Wie viele Zeilen der Einträge unten enthalten das Wort „noun“? Nenne nur die Zahl.

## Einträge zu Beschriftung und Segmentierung
★ ★ ★ ★ ★ ★ ★
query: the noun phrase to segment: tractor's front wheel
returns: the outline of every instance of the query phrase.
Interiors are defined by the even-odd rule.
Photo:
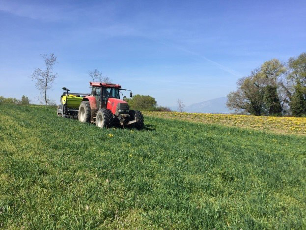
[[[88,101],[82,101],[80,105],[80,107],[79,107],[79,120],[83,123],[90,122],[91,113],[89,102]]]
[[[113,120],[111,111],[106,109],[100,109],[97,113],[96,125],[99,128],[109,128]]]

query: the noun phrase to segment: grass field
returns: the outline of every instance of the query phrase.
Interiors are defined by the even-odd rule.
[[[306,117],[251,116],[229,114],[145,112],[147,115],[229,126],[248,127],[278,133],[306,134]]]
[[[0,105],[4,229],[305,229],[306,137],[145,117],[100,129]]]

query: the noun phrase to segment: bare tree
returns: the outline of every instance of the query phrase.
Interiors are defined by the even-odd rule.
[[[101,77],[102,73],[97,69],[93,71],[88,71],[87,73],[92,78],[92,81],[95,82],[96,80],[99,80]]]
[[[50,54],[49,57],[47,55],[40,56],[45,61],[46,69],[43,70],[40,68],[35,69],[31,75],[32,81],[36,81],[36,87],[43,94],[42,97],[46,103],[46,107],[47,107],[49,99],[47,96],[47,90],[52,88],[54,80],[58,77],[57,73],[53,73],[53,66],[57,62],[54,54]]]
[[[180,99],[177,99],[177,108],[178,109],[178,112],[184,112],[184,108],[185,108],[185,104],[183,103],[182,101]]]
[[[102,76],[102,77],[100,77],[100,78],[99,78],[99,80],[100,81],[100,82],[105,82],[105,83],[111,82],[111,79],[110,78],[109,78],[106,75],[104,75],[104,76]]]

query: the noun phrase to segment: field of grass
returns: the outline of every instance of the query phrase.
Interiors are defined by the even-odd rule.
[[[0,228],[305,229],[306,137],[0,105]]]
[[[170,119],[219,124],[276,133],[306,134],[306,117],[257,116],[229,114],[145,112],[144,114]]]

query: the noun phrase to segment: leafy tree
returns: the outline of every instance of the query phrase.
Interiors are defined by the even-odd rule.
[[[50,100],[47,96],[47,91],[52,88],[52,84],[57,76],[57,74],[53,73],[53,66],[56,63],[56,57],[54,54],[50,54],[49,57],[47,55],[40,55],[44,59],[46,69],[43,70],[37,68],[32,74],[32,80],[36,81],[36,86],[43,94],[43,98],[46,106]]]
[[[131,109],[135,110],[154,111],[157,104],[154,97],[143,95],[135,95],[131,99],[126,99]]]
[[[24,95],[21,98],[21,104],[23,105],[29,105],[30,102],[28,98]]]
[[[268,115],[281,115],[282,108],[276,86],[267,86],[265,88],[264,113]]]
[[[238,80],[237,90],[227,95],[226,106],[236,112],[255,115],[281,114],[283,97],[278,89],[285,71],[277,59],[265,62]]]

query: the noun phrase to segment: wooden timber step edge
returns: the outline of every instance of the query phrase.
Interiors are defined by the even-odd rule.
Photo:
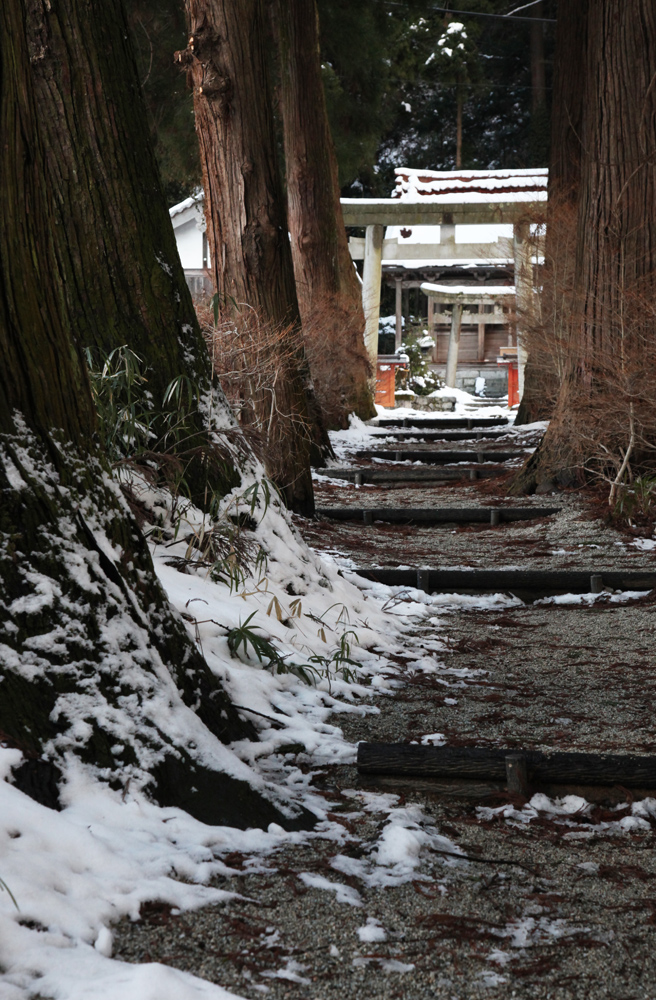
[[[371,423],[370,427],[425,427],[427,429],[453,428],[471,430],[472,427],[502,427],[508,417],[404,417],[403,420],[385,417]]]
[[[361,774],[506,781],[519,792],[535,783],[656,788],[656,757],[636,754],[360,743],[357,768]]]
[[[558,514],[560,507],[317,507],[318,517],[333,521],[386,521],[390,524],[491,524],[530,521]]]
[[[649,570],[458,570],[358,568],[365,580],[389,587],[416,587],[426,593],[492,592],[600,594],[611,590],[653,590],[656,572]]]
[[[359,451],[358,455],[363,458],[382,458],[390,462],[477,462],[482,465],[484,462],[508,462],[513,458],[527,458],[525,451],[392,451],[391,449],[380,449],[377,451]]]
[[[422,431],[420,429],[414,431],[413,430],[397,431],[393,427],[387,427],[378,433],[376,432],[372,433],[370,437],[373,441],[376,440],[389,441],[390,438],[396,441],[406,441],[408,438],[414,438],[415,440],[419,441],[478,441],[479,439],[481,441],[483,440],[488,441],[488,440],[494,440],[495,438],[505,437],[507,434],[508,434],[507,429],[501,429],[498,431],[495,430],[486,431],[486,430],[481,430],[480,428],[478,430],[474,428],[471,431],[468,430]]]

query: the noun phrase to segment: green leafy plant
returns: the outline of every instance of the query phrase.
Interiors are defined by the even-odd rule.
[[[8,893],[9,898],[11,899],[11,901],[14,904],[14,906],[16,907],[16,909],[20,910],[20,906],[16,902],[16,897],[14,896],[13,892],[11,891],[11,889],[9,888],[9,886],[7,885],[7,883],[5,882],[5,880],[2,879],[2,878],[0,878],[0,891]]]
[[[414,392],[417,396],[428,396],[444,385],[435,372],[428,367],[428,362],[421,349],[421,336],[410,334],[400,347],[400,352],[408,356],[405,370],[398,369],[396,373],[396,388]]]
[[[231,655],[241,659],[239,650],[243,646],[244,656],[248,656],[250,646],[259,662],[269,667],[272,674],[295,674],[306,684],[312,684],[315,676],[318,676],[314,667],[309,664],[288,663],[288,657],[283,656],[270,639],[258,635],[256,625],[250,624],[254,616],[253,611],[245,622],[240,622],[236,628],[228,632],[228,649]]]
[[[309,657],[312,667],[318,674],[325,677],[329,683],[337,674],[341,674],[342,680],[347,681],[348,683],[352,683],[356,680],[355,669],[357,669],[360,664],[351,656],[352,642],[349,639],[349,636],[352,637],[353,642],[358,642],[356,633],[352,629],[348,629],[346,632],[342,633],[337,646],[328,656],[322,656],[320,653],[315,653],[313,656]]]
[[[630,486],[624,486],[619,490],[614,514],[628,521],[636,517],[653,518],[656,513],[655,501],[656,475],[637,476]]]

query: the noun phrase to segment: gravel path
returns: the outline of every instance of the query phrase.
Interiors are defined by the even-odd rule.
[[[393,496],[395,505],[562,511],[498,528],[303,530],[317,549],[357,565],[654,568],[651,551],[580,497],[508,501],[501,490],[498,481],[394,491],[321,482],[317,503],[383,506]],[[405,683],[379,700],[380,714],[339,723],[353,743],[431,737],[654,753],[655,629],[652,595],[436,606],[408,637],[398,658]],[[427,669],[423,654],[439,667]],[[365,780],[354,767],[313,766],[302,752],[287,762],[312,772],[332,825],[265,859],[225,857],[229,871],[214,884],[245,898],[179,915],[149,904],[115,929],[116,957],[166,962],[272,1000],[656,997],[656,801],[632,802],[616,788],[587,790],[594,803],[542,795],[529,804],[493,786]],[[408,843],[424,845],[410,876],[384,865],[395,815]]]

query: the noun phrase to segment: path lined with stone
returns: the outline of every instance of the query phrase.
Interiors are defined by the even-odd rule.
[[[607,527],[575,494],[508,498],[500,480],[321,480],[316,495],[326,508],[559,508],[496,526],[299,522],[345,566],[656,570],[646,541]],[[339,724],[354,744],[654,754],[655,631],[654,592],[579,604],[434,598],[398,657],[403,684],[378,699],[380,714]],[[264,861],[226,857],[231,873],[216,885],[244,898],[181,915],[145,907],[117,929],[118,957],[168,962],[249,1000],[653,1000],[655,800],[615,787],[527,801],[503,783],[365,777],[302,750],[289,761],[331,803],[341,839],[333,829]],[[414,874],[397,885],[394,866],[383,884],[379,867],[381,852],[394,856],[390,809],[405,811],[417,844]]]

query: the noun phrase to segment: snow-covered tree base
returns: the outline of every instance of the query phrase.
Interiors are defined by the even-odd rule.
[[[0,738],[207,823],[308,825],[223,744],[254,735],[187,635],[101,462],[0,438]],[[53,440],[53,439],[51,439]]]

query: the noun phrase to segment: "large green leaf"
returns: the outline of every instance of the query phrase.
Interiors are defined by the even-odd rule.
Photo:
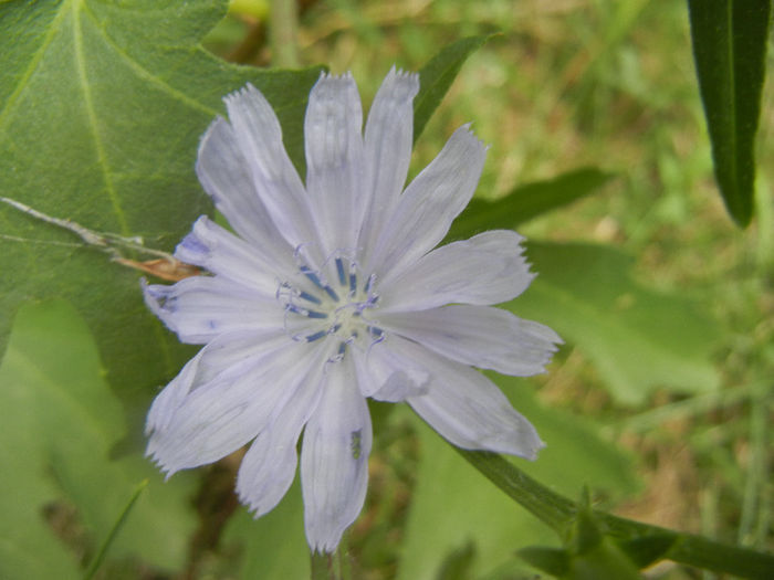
★ ★ ★ ★ ★ ★ ★
## Gelöste Aufgabe
11